--- Study text Enclosed Below ---

By Dr David Whitehouse
BBC News Online science editor
Scientists have described their first complete design of an implant that will take the place of light-sensitive cells in the retina of a damaged eye.
Stacey Bent holds a large-scale prototype (Image by Linda A. Cicero)
Current implants use chips that convert light into electrical impulses that are fed to the brain via the optic nerve.
The new device will work differently. It will be placed on a damaged retina and convert light into chemicals that will stimulate nerve cells.
The prototype is being constructed at Stanford University in California.
Dr Stacey Bent of Stanford University calls the device "the holy grail of prostheses". It takes a new approach to replacing a damaged retina, the layer of cells at the back of the eye that detect light and send signals to the brain.
Trauma or disease can damage or destroy retinal cells. Over the past few years implants have been developed to replace them based on electronic chips that turn light into electrical pulses.
But there are difficulties in placing electronics into the eye.
Retinal nerve cells will be stimulated
"The problem with electronic implants is while they are very good it is difficult to make them biocompatible," Dr Bent told BBC News Online.
"What we a trying to do is a different approach from the current attempts using electrodes to stimulate nerve cells in the eye."
The new device works chemically rather than electronically.
"Instead of using electrical stimulation from a chip that converts light into electric impulses, we are using an implant that releases neurotransmitters just as the retina does naturally."

--- End of Enclosed Study text ---
--- Record excerpts Enclosed Below ---

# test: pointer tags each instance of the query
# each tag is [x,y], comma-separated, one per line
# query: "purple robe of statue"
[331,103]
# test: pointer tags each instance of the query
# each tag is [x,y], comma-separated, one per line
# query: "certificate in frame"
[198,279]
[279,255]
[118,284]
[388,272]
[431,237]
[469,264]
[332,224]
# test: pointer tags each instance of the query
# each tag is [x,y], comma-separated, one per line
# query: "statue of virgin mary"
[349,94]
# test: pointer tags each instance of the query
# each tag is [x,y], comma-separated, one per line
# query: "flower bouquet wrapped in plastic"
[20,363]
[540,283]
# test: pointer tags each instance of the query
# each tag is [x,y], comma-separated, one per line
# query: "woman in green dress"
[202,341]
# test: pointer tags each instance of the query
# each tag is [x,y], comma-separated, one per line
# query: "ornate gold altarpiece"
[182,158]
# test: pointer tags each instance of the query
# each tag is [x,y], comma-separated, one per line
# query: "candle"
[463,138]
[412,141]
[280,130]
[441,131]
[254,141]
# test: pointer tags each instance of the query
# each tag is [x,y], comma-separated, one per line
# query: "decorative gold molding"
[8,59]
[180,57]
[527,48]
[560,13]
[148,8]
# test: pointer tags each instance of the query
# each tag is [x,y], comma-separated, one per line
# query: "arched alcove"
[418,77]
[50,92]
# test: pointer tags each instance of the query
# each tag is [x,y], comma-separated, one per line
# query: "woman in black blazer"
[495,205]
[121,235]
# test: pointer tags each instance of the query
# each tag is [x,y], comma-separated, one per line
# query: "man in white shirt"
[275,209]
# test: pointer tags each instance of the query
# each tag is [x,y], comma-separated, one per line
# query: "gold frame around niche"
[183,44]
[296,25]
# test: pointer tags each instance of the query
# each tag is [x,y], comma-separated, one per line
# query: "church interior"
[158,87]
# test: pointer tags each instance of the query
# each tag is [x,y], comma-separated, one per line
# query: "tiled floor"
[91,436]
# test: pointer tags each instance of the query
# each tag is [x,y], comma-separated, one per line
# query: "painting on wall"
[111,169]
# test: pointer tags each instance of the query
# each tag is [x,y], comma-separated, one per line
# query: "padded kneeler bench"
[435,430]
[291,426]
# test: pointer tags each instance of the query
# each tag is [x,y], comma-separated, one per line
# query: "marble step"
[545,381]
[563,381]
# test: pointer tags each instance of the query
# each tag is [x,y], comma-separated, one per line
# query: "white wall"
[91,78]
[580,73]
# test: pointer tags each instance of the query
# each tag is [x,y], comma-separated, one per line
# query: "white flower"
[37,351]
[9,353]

--- End of Enclosed Record excerpts ---
--- Record excerpts Enclosed Below ---

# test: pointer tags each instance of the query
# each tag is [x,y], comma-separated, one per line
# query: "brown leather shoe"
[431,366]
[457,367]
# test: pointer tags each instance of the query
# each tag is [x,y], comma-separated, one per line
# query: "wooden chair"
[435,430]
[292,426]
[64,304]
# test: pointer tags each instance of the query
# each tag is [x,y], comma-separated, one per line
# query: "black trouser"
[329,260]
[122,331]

--- End of Enclosed Record excerpts ---
--- Record excerpts Enclosed Below ---

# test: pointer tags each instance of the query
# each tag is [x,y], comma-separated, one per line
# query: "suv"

--- End of Enclosed Record excerpts ---

» Task details: Please continue the retinal implant article from its last sentence onward. The items stand apart from the retinal implant article.

» Exercise answer:
The researchers want light to strike the chip, causing it to release a small amount of neurotransmitter fluid that will stimulate retinal nerve cells.
The implant is to be made of a soft polymer material that will conform to the curvature of the back of the eye.
A key component will be retinal nerve cells that have been persuaded to grow behind the chip so that they can be stimulated effectively.
"We are working on pre-positioning nerve cells in a layer behind the implant," Dr Bent said. This way they will be in a better position to react to the stimulus from the light sensitive cells above them.
Based on work carried out in the past decade, scientists believe they know how to persuade retinal nerve cells to align.
The back of the implant will be coated with proteins designed to attract filaments that grow out of retinal cells.
It is hoped they will connect the implant to the optic nerve, so that signals can be sent to the brain.
Tests are planned of the device in the laboratory. It will be stimulated with light and the nerve cells monitored to see if they respond.
If they are a success, animal tests will follow.